**Location identification entries**
::::

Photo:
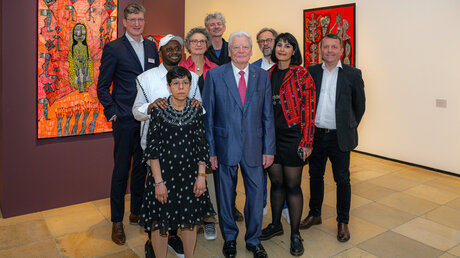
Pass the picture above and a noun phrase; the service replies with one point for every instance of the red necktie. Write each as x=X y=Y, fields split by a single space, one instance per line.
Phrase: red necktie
x=242 y=87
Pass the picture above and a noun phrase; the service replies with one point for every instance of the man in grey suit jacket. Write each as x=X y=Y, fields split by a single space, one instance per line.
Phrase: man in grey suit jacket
x=239 y=125
x=122 y=61
x=340 y=107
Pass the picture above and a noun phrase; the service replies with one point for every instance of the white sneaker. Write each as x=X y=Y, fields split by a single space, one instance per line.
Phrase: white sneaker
x=285 y=214
x=210 y=232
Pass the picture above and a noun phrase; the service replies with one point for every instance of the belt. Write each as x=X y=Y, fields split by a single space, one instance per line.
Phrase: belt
x=325 y=130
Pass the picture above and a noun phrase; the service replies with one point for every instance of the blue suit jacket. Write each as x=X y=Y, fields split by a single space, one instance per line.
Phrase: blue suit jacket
x=234 y=132
x=120 y=65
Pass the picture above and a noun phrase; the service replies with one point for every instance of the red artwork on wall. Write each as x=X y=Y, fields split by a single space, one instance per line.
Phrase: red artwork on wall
x=71 y=36
x=339 y=20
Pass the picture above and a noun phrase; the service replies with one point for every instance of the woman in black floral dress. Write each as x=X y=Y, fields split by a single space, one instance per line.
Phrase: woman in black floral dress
x=175 y=195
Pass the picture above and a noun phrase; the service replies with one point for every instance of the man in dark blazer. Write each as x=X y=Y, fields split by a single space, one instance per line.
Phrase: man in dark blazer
x=340 y=107
x=122 y=61
x=239 y=125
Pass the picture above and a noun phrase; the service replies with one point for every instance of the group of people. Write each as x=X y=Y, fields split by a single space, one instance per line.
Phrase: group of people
x=177 y=122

::::

**STATED GOAL**
Rewrite the whole listing above, changing every "service" to "tool" and keeping everything else as it is. Omit the pictures.

**OUTPUT OF THE TASK**
Photo:
Pass the picture above and a noun phrase; the tool replies with one point for every instance of the red necktie. Write each as x=X y=Y, fields split by a single space, one instance per line.
Phrase: red necktie
x=242 y=87
Pass the picture above and a noun phrase; the tool replies with one point for every instance of the man in grey suit jacket. Write each as x=X y=Y, fields split by a single space, one instance per line.
Phrase: man in grey suit jacket
x=239 y=125
x=122 y=61
x=340 y=107
Pass the picture above and a noun phrase; the tool replies with one point for every instance of the white sneaker. Write each as x=X y=Y, fields split by a single space, one instance per line.
Phrase: white sneaker
x=285 y=214
x=210 y=232
Pass the picture above and a noun phrase; the tool replies with one point for every instance of the belt. Write each as x=X y=Y, fields split by a single space, one instance per line.
Phrase: belt
x=325 y=130
Pass the picture above and a noun phrase; the tool replies with one point for every instance of the blue suit jacket. Write each as x=X y=Y, fields split by a single space, one instance per line.
Phrase: blue suit jacket
x=234 y=132
x=120 y=65
Pass the picture above and a noun phrase; the tool replies with one point for every instance of the red artwork on wall. Write each as x=X y=Y, fields split by a single space, one instance per line.
Phrase: red artwork on wall
x=71 y=36
x=339 y=20
Pass the picture above and a noun phrase; the tool replies with one point for every instance of the woman in black floral dress. Write each as x=X y=Y, fields split by a single space, one instance per line.
Phrase: woman in black floral dress
x=175 y=195
Pass the picture above and a noun phrase; the tool replies with one point for every instance of the man in dark blazer. Write each as x=X y=Y, fields split by a single space, one instance per line.
Phrase: man in dark blazer
x=340 y=107
x=122 y=61
x=239 y=125
Pass the picture above and a noun phrase; the tool replies with one point for every instance of the group of people. Write each as x=X y=Y, fields split by a single space, one instance per line.
Phrase: group of people
x=177 y=122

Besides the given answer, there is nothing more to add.